Work required — Write out each of the lines below verbatim, with no changes.

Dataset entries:
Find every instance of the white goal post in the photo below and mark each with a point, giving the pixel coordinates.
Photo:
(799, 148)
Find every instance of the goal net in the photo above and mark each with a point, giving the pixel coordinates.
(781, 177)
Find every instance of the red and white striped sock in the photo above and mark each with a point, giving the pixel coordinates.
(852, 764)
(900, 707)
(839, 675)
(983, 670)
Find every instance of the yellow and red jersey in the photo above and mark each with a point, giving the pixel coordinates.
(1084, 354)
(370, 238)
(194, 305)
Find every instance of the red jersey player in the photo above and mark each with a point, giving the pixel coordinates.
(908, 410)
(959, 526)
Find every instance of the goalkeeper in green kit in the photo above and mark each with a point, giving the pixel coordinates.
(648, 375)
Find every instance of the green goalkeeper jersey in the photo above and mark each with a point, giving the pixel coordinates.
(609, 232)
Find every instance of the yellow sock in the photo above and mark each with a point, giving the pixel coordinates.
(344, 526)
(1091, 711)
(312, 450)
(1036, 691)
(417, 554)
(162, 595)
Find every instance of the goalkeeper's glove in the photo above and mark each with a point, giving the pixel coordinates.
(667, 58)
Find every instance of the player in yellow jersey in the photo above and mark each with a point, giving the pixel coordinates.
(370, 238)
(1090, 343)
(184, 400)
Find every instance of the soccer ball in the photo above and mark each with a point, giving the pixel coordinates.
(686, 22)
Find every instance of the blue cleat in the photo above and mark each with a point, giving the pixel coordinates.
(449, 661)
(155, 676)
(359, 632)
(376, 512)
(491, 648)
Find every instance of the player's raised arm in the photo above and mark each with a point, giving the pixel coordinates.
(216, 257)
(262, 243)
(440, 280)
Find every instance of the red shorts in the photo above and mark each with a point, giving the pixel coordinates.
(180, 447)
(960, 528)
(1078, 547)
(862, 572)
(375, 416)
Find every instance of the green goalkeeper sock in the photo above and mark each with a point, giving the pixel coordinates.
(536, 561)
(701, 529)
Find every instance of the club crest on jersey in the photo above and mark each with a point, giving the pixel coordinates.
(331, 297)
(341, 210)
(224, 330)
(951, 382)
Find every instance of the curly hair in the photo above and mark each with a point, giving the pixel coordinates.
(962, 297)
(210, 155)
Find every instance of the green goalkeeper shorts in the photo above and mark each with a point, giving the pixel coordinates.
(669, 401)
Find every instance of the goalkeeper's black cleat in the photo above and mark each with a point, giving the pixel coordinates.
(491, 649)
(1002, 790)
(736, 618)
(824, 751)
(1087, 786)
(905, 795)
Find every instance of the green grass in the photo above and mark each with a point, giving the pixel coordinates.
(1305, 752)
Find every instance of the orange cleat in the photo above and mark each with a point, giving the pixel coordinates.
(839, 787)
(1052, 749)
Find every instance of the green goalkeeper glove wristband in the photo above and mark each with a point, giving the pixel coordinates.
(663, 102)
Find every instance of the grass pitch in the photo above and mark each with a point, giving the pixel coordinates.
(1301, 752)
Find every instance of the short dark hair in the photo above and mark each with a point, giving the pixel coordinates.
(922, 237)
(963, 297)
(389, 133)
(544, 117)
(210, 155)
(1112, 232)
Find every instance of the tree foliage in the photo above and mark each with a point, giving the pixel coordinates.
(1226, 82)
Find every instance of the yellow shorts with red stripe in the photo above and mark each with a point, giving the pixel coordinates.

Answer to this exercise —
Find every instance of the white goal post in the photo below and mark each with a point, giving the pixel coordinates.
Photo:
(799, 148)
Find every instance of the goal net in the photo above and mark each with a point, giving the pixel coordinates.
(781, 177)
Find every instance of the red and white striped sock in the photo above and mark each with a point, giving the pixel coordinates.
(852, 764)
(900, 707)
(839, 675)
(983, 670)
Find every instance of the yellow and red jersey in the photo above and mark each with a point, giving the pixel coordinates.
(1084, 354)
(370, 238)
(194, 305)
Find every instance of the red jersey player in the photo above and mark each with a point, giving the pixel coordinates.
(908, 410)
(959, 526)
Find every instance of the goalkeeper in green kit in the photo above and mark each with a point, giving the pixel coordinates.
(648, 375)
Find every instance of the green goalkeeper jersey in the photo above and mark each with a point, giving the pixel coordinates.
(609, 232)
Find every instance of the yellow sock in the photo above and mark each with a point, giving the pixel coordinates.
(344, 526)
(1091, 711)
(312, 450)
(1036, 691)
(417, 554)
(162, 595)
Find every instance of the goalkeeper's glove in the photo above and mark each with a point, giving the pixel coordinates.
(667, 58)
Find every instance of the player in yellow jersey in the photo above and mark each with a point, giving the pixel coordinates.
(370, 238)
(1090, 343)
(184, 400)
Find every instance of the soccer ball in the photo above and mark each with a point, giving the pixel coordinates.
(686, 22)
Find every instance of the blue cleat in the photo above and mark each with a point, giving the pixel coordinates.
(449, 661)
(155, 676)
(359, 632)
(376, 512)
(491, 648)
Find every instance of the player's raised arm in the photo above and mark each with a point, giving the pixel coordinates.
(216, 257)
(262, 243)
(440, 280)
Find every instance of the red shorts in the photo above and mark each with a point, giving the pixel coordinates.
(180, 447)
(960, 528)
(1078, 547)
(862, 572)
(375, 416)
Find every instance of the green goalkeeper sock in the photo above and mark each with a point, giving the pixel coordinates.
(536, 561)
(701, 529)
Find every instance of the club crest on jersey in the photo above and mark each with a point, giving the pixel coordinates.
(331, 297)
(341, 210)
(224, 330)
(951, 382)
Find every instance of the curly hair in the photo above and mark each with a point, giving the pixel coordinates.
(962, 297)
(210, 155)
Find every instance of the green goalkeeper shorts in the photo above and mark each with a point, giving the pixel coordinates.
(669, 401)
Find every instance of the goalkeeper's black cleat in the photo above and mark each with a point, giving the pixel coordinates.
(491, 649)
(1002, 790)
(736, 618)
(824, 751)
(1087, 786)
(905, 795)
Find every instance of the green grass in the photo above and mark each with a point, giving the pixel coordinates.
(1305, 752)
Find every instance of the orange cleat in the photo above and mark each with a point, giving the pixel coordinates.
(839, 787)
(1052, 749)
Find every instance of the green goalkeeper glove wristband in the photo above and mark each with a point, giving the pixel coordinates.
(663, 102)
Find every instance of the grass pitch in the photo above and mark each with a point, giving the pixel coordinates.
(1301, 752)
Find every instance of the short dark hair in the photo above and mark each with a point, giving the pixel coordinates.
(922, 237)
(963, 297)
(389, 133)
(544, 117)
(210, 155)
(1112, 232)
Find every instance of the tree foliage in the photo above and mark each with a point, giving the pixel coordinates.
(1226, 82)
Find every instance of the yellow shorts with red stripe in the photo above and mark each with a point, giving the pixel coordinates.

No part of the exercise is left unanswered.